Ejercicios >>
**1)** Según el texto sobre la novela Versos envenenados, ¿de qué premio fue finalista la obra?
**2)** Extrae del texto sobre la novela Versos envenenados el fragmento que empieza con "En el primer" y sigue hasta "mantiene la tensión.".

Versos envenenados es una novela, como lo son su título y la misma vida, llena de contrastes ya desde la primera página, que comienza con una descripción de Murcia en primavera, que huele a flores y aromas, para pasar al título de la desgarradora canción que el protagonista, Isco Vivas, va escuchando en su coche: Epitafio.
El autor, Francisco Javier Illán Vivas, nos conducirá por ese sendero en apariencia tranquilo, soleado, hermoso, mientras nos va mostrando las contradicciones más humanas (ambición, desnudez psicológica, celos, amistad, poesía, lujuria, muerte).
En el primer capítulo ya se habla de un asesinato (según se deduce, perpetrado por una mujer), como si de la crónica de una muerte anunciada se tratase; sin embargo, la trama no pierde interés sino que lo despierta, a la espera de los detalles. El título y el género de la novela (finalista en el premio Wilkie Collins de novela negra, 2018) auguran, además, algún tipo de relación entre crimen y poesía.
De una forma un tanto desordenada (como el autor explica en la nota final) se van introduciendo las historias entre los personajes, junto a pequeñas señales con las que se mantiene la tensión.
La novela está plagada de poesías, letras de canciones, citas de autores, artículos de periódicos, extractos de libros, etc.; parece como si, a través de la literatura escrita años ha, los personajes se vieran, explicaran e, incluso, justificaran a sí mismos. Son estos retazos literarios pequeñas pistas que, siguiendo la línea de contraste y desorden de la novela (producto de la contradicción y el caos humano), acompañan la historia, al tiempo que indican por dónde puede acabar. Las letras del libro forman un hilo de unión entre los personajes, que entablan amistad gracias, por ejemplo, a la común afición por la poesía:
—El gran mito de la poesía es que intenta explicar el mundo, como dice Luis Alberto: no es que proporcione sentido a las cosas, pero ayuda a transitar por ellas con mucha más comodidad y una pizca menos de angustia. (p. 160)

Información proporcionada >>

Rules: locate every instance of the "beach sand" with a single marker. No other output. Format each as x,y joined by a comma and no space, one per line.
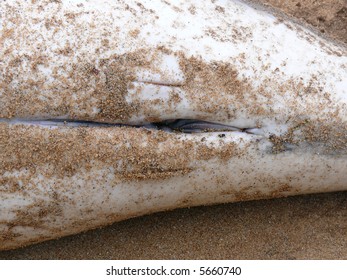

Respuestas de ejercicios >>
**1)** Del premio Wilkie Collins de novela negra de 2018.

**2)**
En el primer capítulo ya se habla de un asesinato (según se deduce, perpetrado por una mujer), como si de la crónica de una muerte anunciada se tratase; sin embargo, la trama no pierde interés sino que lo despierta, a la espera de los detalles. El título y el género de la novela (finalista en el premio Wilkie Collins de novela negra, 2018) auguran, además, algún tipo de relación entre crimen y poesía.
De una forma un tanto desordenada (como el autor explica en la nota final) se van introduciendo las historias entre los personajes, junto a pequeñas señales con las que se mantiene la tensión.